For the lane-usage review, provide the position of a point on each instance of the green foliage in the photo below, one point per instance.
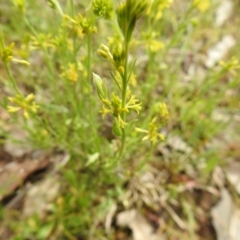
(59, 98)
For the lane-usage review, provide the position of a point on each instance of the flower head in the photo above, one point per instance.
(102, 8)
(27, 104)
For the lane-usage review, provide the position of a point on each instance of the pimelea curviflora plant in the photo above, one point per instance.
(120, 104)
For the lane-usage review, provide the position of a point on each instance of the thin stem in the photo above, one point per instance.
(89, 38)
(124, 93)
(12, 79)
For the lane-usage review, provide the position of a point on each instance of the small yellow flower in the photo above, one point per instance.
(27, 105)
(152, 133)
(232, 65)
(71, 73)
(201, 5)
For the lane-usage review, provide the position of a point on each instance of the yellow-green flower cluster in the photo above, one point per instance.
(6, 53)
(201, 5)
(19, 4)
(152, 133)
(232, 66)
(114, 105)
(151, 42)
(42, 41)
(102, 8)
(71, 72)
(116, 57)
(27, 105)
(128, 13)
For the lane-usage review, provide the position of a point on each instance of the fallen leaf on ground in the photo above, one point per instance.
(226, 218)
(141, 228)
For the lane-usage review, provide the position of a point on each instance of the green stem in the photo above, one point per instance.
(12, 79)
(89, 38)
(124, 94)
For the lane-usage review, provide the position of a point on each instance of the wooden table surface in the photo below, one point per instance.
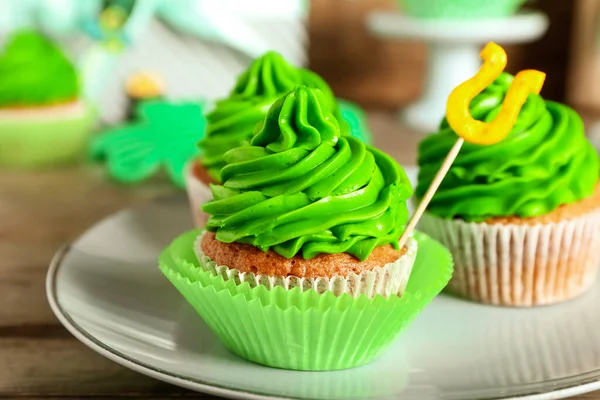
(39, 212)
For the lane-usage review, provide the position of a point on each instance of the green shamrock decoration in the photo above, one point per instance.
(164, 135)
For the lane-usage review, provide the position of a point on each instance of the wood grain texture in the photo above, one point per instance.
(41, 210)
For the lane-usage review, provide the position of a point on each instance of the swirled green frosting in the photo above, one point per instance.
(233, 120)
(304, 186)
(34, 72)
(544, 162)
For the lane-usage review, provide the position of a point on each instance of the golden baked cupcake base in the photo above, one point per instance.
(385, 272)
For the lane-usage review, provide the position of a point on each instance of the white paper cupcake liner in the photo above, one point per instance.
(198, 194)
(520, 265)
(386, 280)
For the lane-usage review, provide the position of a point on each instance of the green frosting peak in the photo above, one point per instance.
(301, 119)
(544, 162)
(234, 119)
(271, 76)
(34, 72)
(303, 186)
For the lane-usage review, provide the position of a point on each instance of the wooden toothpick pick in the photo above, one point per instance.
(435, 184)
(466, 127)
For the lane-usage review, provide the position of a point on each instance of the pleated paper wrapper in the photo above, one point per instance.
(520, 265)
(386, 280)
(198, 194)
(303, 330)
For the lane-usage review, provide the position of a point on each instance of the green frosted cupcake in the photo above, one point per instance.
(233, 120)
(42, 119)
(302, 245)
(520, 216)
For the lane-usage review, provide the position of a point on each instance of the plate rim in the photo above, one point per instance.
(591, 384)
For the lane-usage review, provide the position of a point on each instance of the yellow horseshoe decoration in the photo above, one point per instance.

######

TASK REQUIREMENTS: Reproduce nothing but the lines from the line containing "the wood grain" to the last line of the data, each exactly as written.

SOLUTION:
For the lane-usage review, provide the position of a point on each instance of the wood grain texture in the photo above, one point per instance.
(41, 210)
For the lane-usage review, provide the position of a point on each instance of the swirled green frosting in the photo above, one point per instance.
(233, 120)
(304, 186)
(34, 72)
(544, 162)
For the lane-usage review, provide the position of a point on each instance of the golden baked cupcake base in the photo above, one point per instance.
(385, 272)
For the lane-usage review, provide the position of a point on each instance of the white paper cupcake liner in the photo above, one point per instance.
(198, 194)
(520, 265)
(386, 280)
For the lane-usage review, provide the position of a point on each instance of the green frosting peak in the photo above, one point per instance.
(301, 119)
(544, 162)
(234, 119)
(271, 76)
(34, 72)
(303, 186)
For the lane-usage review, provide the position of a point on each instance of the wooden toothpick pick in the photo above, one point per instance.
(435, 184)
(466, 127)
For the lane-usage review, provide the position of a point on each instance of the pleated paper wrapper in the photo above, one point per instance.
(520, 265)
(386, 280)
(198, 194)
(303, 330)
For the lane-usage review, provide the position of a point on each instance of the green frosted cupcake in the photo above, one point per instance.
(233, 120)
(42, 119)
(302, 245)
(520, 216)
For the lane-usage review, provide the position of a point on each instance of the plate rim in the photo above, one point per instance.
(591, 384)
For the lane-usage review, provide the position of a point on each instance of the yellow horseshoe decoration in the photo above, one point per instance.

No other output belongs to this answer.